Input data →
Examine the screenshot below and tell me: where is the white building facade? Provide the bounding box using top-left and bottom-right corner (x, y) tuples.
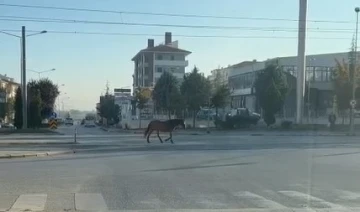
(131, 32), (191, 118)
(227, 52), (350, 117)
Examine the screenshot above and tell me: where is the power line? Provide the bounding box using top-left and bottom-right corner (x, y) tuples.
(0, 3), (354, 24)
(0, 15), (356, 32)
(0, 29), (349, 40)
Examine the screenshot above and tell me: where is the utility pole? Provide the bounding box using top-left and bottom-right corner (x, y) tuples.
(350, 7), (359, 135)
(296, 0), (307, 124)
(21, 26), (27, 129)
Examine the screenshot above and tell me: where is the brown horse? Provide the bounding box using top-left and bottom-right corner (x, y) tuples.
(144, 119), (185, 143)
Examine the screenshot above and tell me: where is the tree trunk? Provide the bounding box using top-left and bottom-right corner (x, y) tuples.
(168, 110), (171, 120)
(139, 109), (142, 129)
(192, 110), (196, 128)
(215, 107), (218, 116)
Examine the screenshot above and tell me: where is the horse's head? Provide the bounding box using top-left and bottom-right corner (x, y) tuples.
(173, 119), (186, 129)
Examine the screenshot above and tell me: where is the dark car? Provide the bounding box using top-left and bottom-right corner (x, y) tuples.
(216, 108), (261, 129)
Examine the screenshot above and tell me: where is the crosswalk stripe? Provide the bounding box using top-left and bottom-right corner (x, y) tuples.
(75, 193), (108, 211)
(335, 190), (360, 200)
(10, 194), (47, 211)
(233, 191), (287, 209)
(279, 190), (347, 209)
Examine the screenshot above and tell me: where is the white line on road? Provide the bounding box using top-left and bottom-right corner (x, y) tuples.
(9, 194), (47, 211)
(75, 193), (108, 211)
(335, 190), (360, 200)
(233, 191), (287, 209)
(279, 190), (347, 209)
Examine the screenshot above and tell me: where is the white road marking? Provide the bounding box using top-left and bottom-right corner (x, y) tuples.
(10, 194), (47, 211)
(335, 190), (360, 200)
(140, 198), (164, 209)
(234, 191), (287, 209)
(279, 190), (347, 209)
(75, 193), (108, 211)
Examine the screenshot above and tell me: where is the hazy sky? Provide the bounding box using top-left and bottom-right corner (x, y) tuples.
(0, 0), (359, 110)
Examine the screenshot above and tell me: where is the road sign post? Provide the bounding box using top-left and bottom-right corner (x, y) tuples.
(350, 99), (357, 135)
(49, 118), (57, 129)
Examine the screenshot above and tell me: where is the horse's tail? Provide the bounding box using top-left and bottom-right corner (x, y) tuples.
(144, 122), (151, 138)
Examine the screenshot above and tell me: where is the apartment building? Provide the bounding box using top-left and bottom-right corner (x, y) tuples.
(131, 32), (191, 118)
(132, 32), (191, 90)
(0, 74), (20, 122)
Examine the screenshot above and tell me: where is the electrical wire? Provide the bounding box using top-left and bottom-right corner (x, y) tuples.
(0, 29), (350, 40)
(0, 15), (356, 32)
(0, 3), (354, 24)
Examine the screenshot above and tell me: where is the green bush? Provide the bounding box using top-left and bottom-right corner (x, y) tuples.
(281, 120), (293, 129)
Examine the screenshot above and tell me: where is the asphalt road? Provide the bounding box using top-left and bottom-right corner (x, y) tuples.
(1, 133), (360, 212)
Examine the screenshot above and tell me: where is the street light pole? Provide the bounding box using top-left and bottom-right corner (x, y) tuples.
(0, 27), (47, 129)
(21, 26), (27, 129)
(350, 7), (359, 135)
(296, 0), (308, 124)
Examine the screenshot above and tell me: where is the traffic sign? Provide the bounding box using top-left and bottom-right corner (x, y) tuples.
(49, 112), (57, 119)
(350, 99), (357, 108)
(49, 118), (57, 129)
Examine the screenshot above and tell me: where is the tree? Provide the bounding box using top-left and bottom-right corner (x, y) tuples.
(27, 78), (60, 119)
(97, 85), (120, 126)
(333, 38), (360, 124)
(14, 87), (23, 129)
(254, 64), (288, 126)
(27, 88), (42, 129)
(152, 71), (183, 119)
(211, 84), (231, 116)
(181, 67), (212, 127)
(333, 59), (352, 123)
(134, 87), (151, 128)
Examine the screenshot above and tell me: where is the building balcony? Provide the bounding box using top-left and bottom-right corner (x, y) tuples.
(154, 60), (188, 67)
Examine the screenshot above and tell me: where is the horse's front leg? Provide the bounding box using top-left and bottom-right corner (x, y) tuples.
(147, 130), (153, 143)
(157, 131), (163, 143)
(164, 131), (172, 142)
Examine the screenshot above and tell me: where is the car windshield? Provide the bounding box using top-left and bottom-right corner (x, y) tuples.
(1, 1), (360, 212)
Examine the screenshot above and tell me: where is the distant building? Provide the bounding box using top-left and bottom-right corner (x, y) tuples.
(225, 52), (349, 117)
(131, 32), (191, 117)
(113, 88), (132, 122)
(0, 74), (20, 122)
(208, 67), (230, 88)
(132, 32), (191, 90)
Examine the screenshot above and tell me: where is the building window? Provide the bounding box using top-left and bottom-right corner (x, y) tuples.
(157, 67), (162, 73)
(170, 55), (175, 60)
(157, 54), (163, 60)
(314, 67), (324, 81)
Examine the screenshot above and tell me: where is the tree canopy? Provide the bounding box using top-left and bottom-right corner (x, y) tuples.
(14, 87), (23, 129)
(27, 78), (60, 119)
(254, 64), (288, 126)
(181, 67), (211, 126)
(152, 71), (183, 118)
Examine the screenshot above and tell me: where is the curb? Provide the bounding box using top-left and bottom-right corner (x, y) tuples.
(0, 150), (76, 160)
(0, 142), (75, 145)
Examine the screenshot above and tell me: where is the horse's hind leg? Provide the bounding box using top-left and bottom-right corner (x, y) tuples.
(169, 132), (174, 144)
(147, 130), (153, 143)
(157, 131), (163, 143)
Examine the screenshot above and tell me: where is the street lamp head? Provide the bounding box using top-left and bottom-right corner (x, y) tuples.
(40, 30), (47, 34)
(356, 7), (360, 13)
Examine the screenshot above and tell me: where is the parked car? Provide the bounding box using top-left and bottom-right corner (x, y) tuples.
(216, 108), (261, 129)
(197, 109), (217, 120)
(2, 123), (15, 129)
(64, 118), (74, 126)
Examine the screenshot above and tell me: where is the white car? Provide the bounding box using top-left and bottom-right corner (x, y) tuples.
(64, 118), (74, 126)
(84, 119), (96, 127)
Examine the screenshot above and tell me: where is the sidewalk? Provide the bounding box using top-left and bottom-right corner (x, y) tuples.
(0, 150), (75, 159)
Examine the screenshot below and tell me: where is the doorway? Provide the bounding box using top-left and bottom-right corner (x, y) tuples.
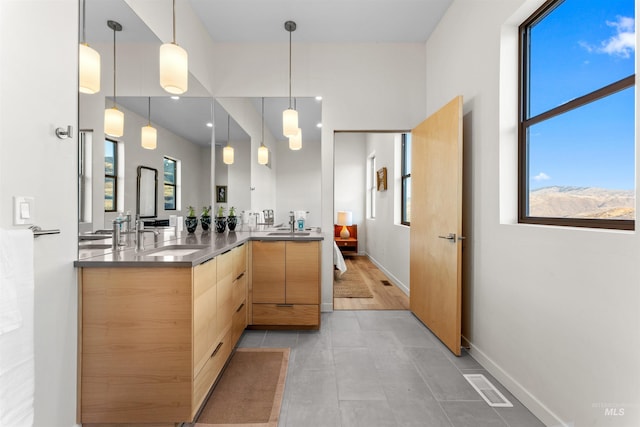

What is needed → Word for word, reproduce the material above and omit each image.

Exercise answer →
Examine the screenshot below and tell me: where is the white building facade? Provide the bounding box using top-left and bottom-right corner (x, y) tuples.
(131, 32), (191, 118)
(227, 52), (350, 117)
Examine the screenshot above and tell me: where is the power line? Provide the bounding box using top-left and bottom-right corner (x, y) tuples.
(0, 3), (354, 24)
(0, 15), (356, 32)
(0, 29), (349, 40)
Examine the screenshot above and tell me: where is the utility pole? Provide the bounding box using top-left and bottom-right corner (x, y) tuples.
(350, 7), (359, 135)
(296, 0), (307, 124)
(21, 26), (27, 129)
Examine the screenshot above and tell me: where is the brown horse? Provide the bounding box using top-left and bottom-right corner (x, y) tuples.
(144, 119), (185, 143)
Examine the screenshot above and tell me: where is the tree trunk? Provide the bounding box using top-left and bottom-right corner (x, y) tuples.
(168, 110), (171, 120)
(139, 109), (142, 129)
(192, 110), (196, 128)
(215, 107), (218, 116)
Examine the screenshot above and tell me: where is the horse's head? Provide the bounding box using top-left and bottom-right corner (x, y) tuples.
(173, 119), (186, 129)
Examine the screenshot above and tell me: where is the dark car? Provide the bounding box using top-left and bottom-right corner (x, y) tuples.
(216, 108), (261, 129)
Examine the screenshot above and tell me: where is the crosswalk stripe? Provide the bounding box using top-left and bottom-right corner (x, y) tuples.
(75, 193), (108, 211)
(335, 190), (360, 200)
(10, 194), (47, 211)
(233, 191), (287, 209)
(279, 190), (347, 209)
Examine the screenshot above and tell me: where is the white line on road? Provide the bounding box using top-left and bottom-right corner (x, y) tuples.
(9, 194), (47, 211)
(75, 193), (108, 211)
(335, 190), (360, 200)
(233, 191), (287, 209)
(279, 190), (347, 209)
Examine the screenshot above and tell me: where is the white road marking? Provide the bounding box using top-left and bottom-right corner (x, y) tuples.
(10, 194), (47, 211)
(335, 190), (360, 200)
(140, 198), (164, 209)
(234, 191), (287, 209)
(279, 190), (347, 209)
(75, 193), (108, 211)
Examine the screenshot above and tell me: where is the hazy sky? Provide the bounding box using top-left and bottom-right corner (x, y) tuples.
(0, 0), (359, 110)
Examine the screenshot above and tell me: where is the road sign post? Provide the bounding box using top-left and bottom-right corner (x, y) tuples.
(350, 99), (357, 135)
(49, 118), (57, 129)
Examine the screenshot above and tell me: where is the horse's tail? Provide the bounding box using top-left and bottom-right corner (x, y) tuples.
(144, 122), (151, 138)
Examine the screenshot above and tell me: where is the apartment building? Provide the bounding box using top-left and bottom-right corner (x, y) tuples.
(131, 32), (191, 118)
(132, 32), (191, 90)
(0, 74), (20, 122)
Examine the screenshot above and tell me: where is the electrical wire? Provide the bounding box using top-left and bottom-right corner (x, y) tuples.
(0, 29), (350, 40)
(0, 15), (356, 32)
(0, 3), (354, 24)
Examine the screenshot above and tell me: where is the green bush? Provide the bounding box using top-left and bottom-right corner (x, y) tuples.
(281, 120), (293, 129)
Examine the screenshot above and tell me: where is the asphalt road? Provide the bounding box using top-left and bottom-right corner (x, y) tuples.
(1, 133), (360, 212)
Examine the screenshot above and tell me: where is the street light pole? Provide the bounding box using top-left and bottom-right corner (x, y) tuples.
(0, 27), (47, 129)
(21, 26), (27, 129)
(350, 7), (359, 135)
(296, 0), (308, 124)
Examine the screenshot above and tell me: where is the traffic sign? Provide the bounding box using top-left and bottom-right corner (x, y) tuples.
(49, 112), (57, 119)
(350, 99), (357, 108)
(49, 118), (57, 129)
Examine the screenshot above and tell me: where is the tree? Provide the bounding box using top-left and bottom-right corner (x, y) tuples.
(27, 78), (60, 119)
(97, 85), (120, 126)
(333, 38), (360, 124)
(14, 87), (23, 129)
(254, 64), (288, 126)
(27, 88), (42, 129)
(152, 71), (183, 119)
(211, 84), (231, 116)
(181, 67), (212, 127)
(333, 59), (352, 123)
(134, 87), (151, 128)
Examine the screenshot above and tell me: where is the building balcony? Provide the bounding box using top-left and bottom-right corner (x, y) tuples.
(154, 60), (188, 67)
Examine the screenshot above and tell me: where is the horse's front leg? Provide the bounding box using top-left and bottom-right corner (x, y) tuples.
(147, 130), (153, 143)
(157, 131), (163, 143)
(164, 131), (172, 142)
Examine the screenshot above and tell me: where is the car windshield? Provide the bounding box using top-left and bottom-right corner (x, y) tuples.
(1, 1), (360, 212)
Examine the screenshot above and tell me: where is the distant building? Provide the bounding box using top-left and bottom-right corner (x, y) tuples.
(225, 52), (349, 117)
(131, 32), (191, 117)
(113, 88), (132, 122)
(0, 74), (20, 122)
(208, 67), (230, 88)
(132, 32), (191, 90)
Examine the screenshot above and tell me: where is the building window? Provide the bounding box using top-left and bottom-right corner (x, y) tuples.
(157, 67), (162, 73)
(170, 55), (175, 60)
(157, 54), (163, 60)
(314, 67), (324, 81)
Examine the screenshot above and tell me: where is the tree canopy? Provide the bounding box using top-left and bottom-right corner (x, y) tuples.
(14, 87), (23, 129)
(27, 78), (60, 119)
(254, 64), (288, 126)
(181, 67), (211, 126)
(152, 71), (183, 118)
Examine the screenshot above and tell me: where is the curb? Provide the bounding box using top-left and bottom-right corner (x, y) tuples.
(0, 150), (76, 160)
(0, 142), (75, 145)
Examine the screenshot above and tell me: where is the horse's hind leg? Provide the bounding box using top-left and bottom-right corner (x, y) tuples.
(169, 132), (174, 144)
(147, 130), (153, 143)
(157, 131), (163, 143)
Examine the screenshot above and tell me: where is the street lamp head? Provide the bounding box using top-left and bottom-right corner (x, y) tuples.
(40, 30), (47, 34)
(356, 7), (360, 13)
Examine the screenshot above and tell me: where is the parked car? Provide the bounding box using top-left and bottom-right corner (x, y) tuples.
(216, 108), (261, 129)
(197, 109), (217, 120)
(2, 123), (15, 129)
(64, 118), (74, 126)
Examine the screenshot above and tell me: where is the white car? Provide the bounding box using top-left and bottom-right corner (x, y) tuples.
(64, 118), (74, 126)
(84, 119), (96, 127)
Examine the screenshot above and tell me: where is the sidewalk? Provide the bounding box using top-left and bottom-right corner (x, y) tuples.
(0, 150), (75, 159)
Examine the screenshot below and tell me: where is the doorway? Provide the bounding box using top-left and bottom-right corner (x, y) tuples.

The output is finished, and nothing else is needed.